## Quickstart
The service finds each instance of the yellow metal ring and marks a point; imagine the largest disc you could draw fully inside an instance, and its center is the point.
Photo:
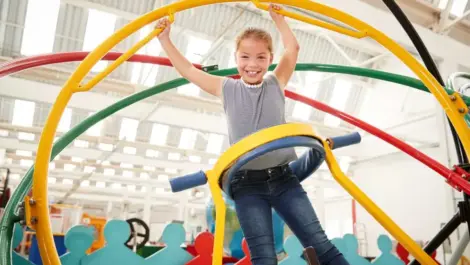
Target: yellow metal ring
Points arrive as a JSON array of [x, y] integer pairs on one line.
[[44, 234]]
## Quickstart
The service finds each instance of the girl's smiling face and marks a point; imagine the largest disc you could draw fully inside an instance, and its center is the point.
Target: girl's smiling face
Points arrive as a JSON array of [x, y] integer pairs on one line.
[[253, 58]]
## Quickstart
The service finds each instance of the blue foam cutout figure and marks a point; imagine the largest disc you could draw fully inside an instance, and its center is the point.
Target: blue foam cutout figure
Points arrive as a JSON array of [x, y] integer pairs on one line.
[[351, 254], [173, 236], [294, 250], [386, 258], [115, 252], [17, 259], [77, 240]]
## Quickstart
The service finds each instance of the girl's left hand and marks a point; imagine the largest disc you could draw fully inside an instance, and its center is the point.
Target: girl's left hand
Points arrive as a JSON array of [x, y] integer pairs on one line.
[[273, 8]]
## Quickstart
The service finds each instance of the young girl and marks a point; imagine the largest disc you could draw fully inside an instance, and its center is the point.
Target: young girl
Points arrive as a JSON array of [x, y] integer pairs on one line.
[[253, 103]]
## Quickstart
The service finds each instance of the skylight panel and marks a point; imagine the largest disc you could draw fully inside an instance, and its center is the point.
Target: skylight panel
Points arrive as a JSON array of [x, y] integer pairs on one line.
[[127, 174], [116, 186], [89, 169], [151, 153], [99, 27], [159, 134], [146, 74], [40, 27], [26, 162], [69, 167], [344, 163], [196, 49], [214, 144], [26, 136], [149, 168], [81, 143], [23, 113], [128, 129], [67, 181], [302, 111], [95, 130], [129, 150], [100, 184], [108, 171], [24, 153], [174, 156], [105, 147], [65, 121], [195, 159], [338, 101], [188, 139]]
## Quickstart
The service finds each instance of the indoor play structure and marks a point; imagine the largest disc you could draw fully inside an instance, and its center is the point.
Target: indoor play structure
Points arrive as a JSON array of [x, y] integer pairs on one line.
[[33, 209]]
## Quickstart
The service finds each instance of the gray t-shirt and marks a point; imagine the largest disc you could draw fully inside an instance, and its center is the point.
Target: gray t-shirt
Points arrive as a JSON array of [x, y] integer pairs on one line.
[[250, 109]]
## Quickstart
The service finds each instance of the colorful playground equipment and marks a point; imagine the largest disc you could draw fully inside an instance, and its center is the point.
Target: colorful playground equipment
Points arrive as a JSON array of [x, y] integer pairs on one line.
[[79, 238], [35, 205]]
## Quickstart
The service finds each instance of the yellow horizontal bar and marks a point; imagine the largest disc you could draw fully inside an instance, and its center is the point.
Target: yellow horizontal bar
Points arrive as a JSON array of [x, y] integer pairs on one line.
[[315, 22], [124, 57], [374, 210]]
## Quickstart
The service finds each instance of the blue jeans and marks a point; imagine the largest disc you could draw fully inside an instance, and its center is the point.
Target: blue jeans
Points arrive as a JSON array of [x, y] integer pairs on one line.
[[255, 193]]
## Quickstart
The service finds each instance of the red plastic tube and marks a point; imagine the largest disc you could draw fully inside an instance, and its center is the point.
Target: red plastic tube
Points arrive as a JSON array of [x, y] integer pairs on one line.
[[454, 179]]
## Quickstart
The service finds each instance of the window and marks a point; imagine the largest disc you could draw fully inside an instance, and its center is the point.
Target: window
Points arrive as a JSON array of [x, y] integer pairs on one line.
[[23, 113], [338, 101], [40, 26], [99, 27], [188, 139], [196, 49], [128, 129], [159, 134], [302, 111], [146, 74]]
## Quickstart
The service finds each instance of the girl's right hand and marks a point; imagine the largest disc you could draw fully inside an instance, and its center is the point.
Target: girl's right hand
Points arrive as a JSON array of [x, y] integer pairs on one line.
[[164, 24]]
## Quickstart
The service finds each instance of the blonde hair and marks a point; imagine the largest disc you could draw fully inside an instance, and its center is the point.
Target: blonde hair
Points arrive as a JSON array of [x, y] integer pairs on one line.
[[257, 34]]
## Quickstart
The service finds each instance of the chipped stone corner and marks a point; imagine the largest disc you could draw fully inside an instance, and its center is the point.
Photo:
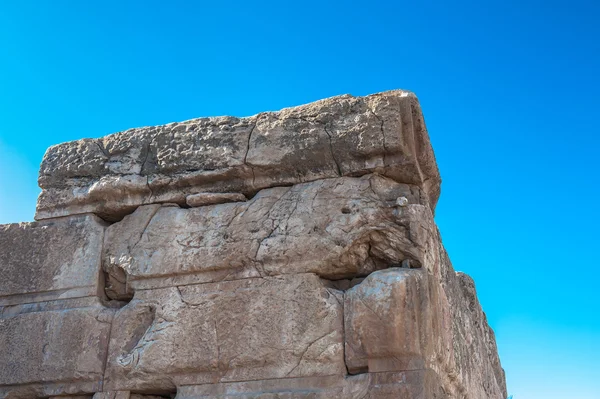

Assigned task —
Check each line of the listing above for the string "jeans", then report only how many lines have it.

Result for this task —
2